Problem description: An identical copy of all the records is what the answer must contain.

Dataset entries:
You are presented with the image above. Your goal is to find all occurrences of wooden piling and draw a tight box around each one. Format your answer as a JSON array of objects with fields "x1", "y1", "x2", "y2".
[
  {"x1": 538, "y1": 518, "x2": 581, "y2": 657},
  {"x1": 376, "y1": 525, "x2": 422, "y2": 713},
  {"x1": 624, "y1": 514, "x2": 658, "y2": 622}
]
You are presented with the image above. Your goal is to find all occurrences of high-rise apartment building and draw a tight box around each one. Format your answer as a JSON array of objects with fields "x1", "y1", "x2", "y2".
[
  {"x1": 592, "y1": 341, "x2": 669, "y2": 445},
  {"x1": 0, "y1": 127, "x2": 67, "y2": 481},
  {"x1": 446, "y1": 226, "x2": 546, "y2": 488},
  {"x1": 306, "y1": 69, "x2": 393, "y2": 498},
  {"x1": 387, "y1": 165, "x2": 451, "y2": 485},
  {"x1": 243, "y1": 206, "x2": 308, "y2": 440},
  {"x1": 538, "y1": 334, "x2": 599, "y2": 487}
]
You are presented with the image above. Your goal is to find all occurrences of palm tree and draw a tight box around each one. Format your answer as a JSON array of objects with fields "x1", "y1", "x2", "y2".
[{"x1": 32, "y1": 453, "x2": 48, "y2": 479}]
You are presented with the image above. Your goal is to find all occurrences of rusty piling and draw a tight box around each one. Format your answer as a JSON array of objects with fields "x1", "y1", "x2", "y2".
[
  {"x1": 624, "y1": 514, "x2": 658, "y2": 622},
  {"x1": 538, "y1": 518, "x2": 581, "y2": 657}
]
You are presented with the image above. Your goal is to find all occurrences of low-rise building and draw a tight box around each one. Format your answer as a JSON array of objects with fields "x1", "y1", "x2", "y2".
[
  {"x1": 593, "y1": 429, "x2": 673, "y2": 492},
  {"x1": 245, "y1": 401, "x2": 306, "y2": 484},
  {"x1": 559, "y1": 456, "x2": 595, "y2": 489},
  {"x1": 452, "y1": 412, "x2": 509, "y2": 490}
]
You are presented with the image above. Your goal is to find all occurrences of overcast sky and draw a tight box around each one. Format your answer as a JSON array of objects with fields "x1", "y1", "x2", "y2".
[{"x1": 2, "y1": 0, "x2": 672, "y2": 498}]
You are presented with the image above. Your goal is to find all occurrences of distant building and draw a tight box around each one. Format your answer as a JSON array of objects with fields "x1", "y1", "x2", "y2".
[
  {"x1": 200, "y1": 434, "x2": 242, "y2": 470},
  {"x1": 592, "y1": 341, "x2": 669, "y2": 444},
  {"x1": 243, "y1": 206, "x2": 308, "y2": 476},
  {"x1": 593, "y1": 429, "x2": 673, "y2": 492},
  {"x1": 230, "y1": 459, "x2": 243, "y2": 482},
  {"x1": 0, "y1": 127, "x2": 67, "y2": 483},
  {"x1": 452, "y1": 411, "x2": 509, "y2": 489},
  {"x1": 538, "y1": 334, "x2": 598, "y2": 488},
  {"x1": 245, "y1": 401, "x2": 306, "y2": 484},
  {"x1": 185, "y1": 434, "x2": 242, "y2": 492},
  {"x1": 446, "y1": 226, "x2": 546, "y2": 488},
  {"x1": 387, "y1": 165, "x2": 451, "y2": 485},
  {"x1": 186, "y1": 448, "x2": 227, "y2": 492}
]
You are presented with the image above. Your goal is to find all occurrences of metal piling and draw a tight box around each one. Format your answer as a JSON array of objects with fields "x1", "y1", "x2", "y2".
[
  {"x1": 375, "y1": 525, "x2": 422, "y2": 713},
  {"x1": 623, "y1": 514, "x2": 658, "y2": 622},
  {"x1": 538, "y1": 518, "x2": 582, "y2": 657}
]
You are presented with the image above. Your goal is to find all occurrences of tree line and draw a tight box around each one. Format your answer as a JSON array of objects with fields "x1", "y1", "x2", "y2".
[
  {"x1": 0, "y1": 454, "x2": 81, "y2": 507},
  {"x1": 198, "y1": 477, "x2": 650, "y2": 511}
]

Reply:
You are presented with the image above. Your goal is to find all occurrences of wooden piling and draw a tight box around each one. Format your answer as a JSON array of objects with fields "x1", "y1", "x2", "y2".
[
  {"x1": 538, "y1": 518, "x2": 581, "y2": 657},
  {"x1": 376, "y1": 525, "x2": 422, "y2": 713},
  {"x1": 624, "y1": 514, "x2": 658, "y2": 622}
]
You are presented with the image above. Your goal is to find all occurrences of high-rise apartment building and draw a tight box around each one. Format your answer as a JSON array of objects with fields "x1", "y1", "x2", "y2".
[
  {"x1": 592, "y1": 341, "x2": 669, "y2": 445},
  {"x1": 0, "y1": 127, "x2": 67, "y2": 481},
  {"x1": 446, "y1": 226, "x2": 546, "y2": 488},
  {"x1": 306, "y1": 69, "x2": 393, "y2": 498},
  {"x1": 387, "y1": 165, "x2": 451, "y2": 485},
  {"x1": 243, "y1": 206, "x2": 308, "y2": 440},
  {"x1": 538, "y1": 334, "x2": 599, "y2": 487}
]
You are presented with the image above. Your goal is to find all occurrences of palm tree and draw a tight box around each one. Format your answer as a JSON array of objects with fields "x1", "y1", "x2", "y2".
[{"x1": 32, "y1": 453, "x2": 48, "y2": 479}]
You are presented with the image above. Your goal is to find all occurrences of rusty piling and draw a tight box around each one. Format your answer as a JSON array of objects with fields "x1", "y1", "x2", "y2".
[
  {"x1": 624, "y1": 514, "x2": 658, "y2": 622},
  {"x1": 538, "y1": 518, "x2": 581, "y2": 657}
]
You are presented with the image above. Your goal is to find all occurrences of low-rise building and draw a tight box around each one. Format your answer as a JSON array of objects with fields "x1", "y1", "x2", "y2".
[
  {"x1": 593, "y1": 429, "x2": 673, "y2": 492},
  {"x1": 245, "y1": 401, "x2": 306, "y2": 484},
  {"x1": 559, "y1": 456, "x2": 595, "y2": 489},
  {"x1": 452, "y1": 412, "x2": 509, "y2": 490}
]
You are presented with the image above. Your goal is to find all occurrences of overcast sky and draw a tight box around each one. Format your answer as a JSON array of objects with fields "x1", "y1", "x2", "y2".
[{"x1": 2, "y1": 0, "x2": 672, "y2": 498}]
You are presented with the image above. Your goal is to find all occurrences of distant building and draw a tight box around each one. Format your answer as a JSON array of objects with fields "x1", "y1", "x2", "y2".
[
  {"x1": 200, "y1": 434, "x2": 242, "y2": 470},
  {"x1": 592, "y1": 341, "x2": 669, "y2": 444},
  {"x1": 243, "y1": 206, "x2": 308, "y2": 476},
  {"x1": 593, "y1": 429, "x2": 673, "y2": 492},
  {"x1": 230, "y1": 459, "x2": 243, "y2": 482},
  {"x1": 0, "y1": 127, "x2": 67, "y2": 483},
  {"x1": 452, "y1": 411, "x2": 509, "y2": 489},
  {"x1": 538, "y1": 334, "x2": 598, "y2": 488},
  {"x1": 245, "y1": 401, "x2": 306, "y2": 484},
  {"x1": 185, "y1": 434, "x2": 242, "y2": 492},
  {"x1": 446, "y1": 226, "x2": 546, "y2": 488},
  {"x1": 387, "y1": 165, "x2": 451, "y2": 485},
  {"x1": 186, "y1": 448, "x2": 227, "y2": 492}
]
You are presented with the image above. Your goal is to find all occurrences of metal piling and draw a tight box around each one. Format your answer as a JSON array of objects with fields "x1", "y1", "x2", "y2".
[
  {"x1": 375, "y1": 525, "x2": 422, "y2": 713},
  {"x1": 623, "y1": 514, "x2": 658, "y2": 622},
  {"x1": 538, "y1": 518, "x2": 582, "y2": 657}
]
You are presented with the image above. Your goal is to find all occurrences of tree line and draw a tight box around each one. Format your answer as a JSON array of objects with fields "x1", "y1", "x2", "y2".
[
  {"x1": 0, "y1": 454, "x2": 81, "y2": 507},
  {"x1": 198, "y1": 477, "x2": 650, "y2": 511}
]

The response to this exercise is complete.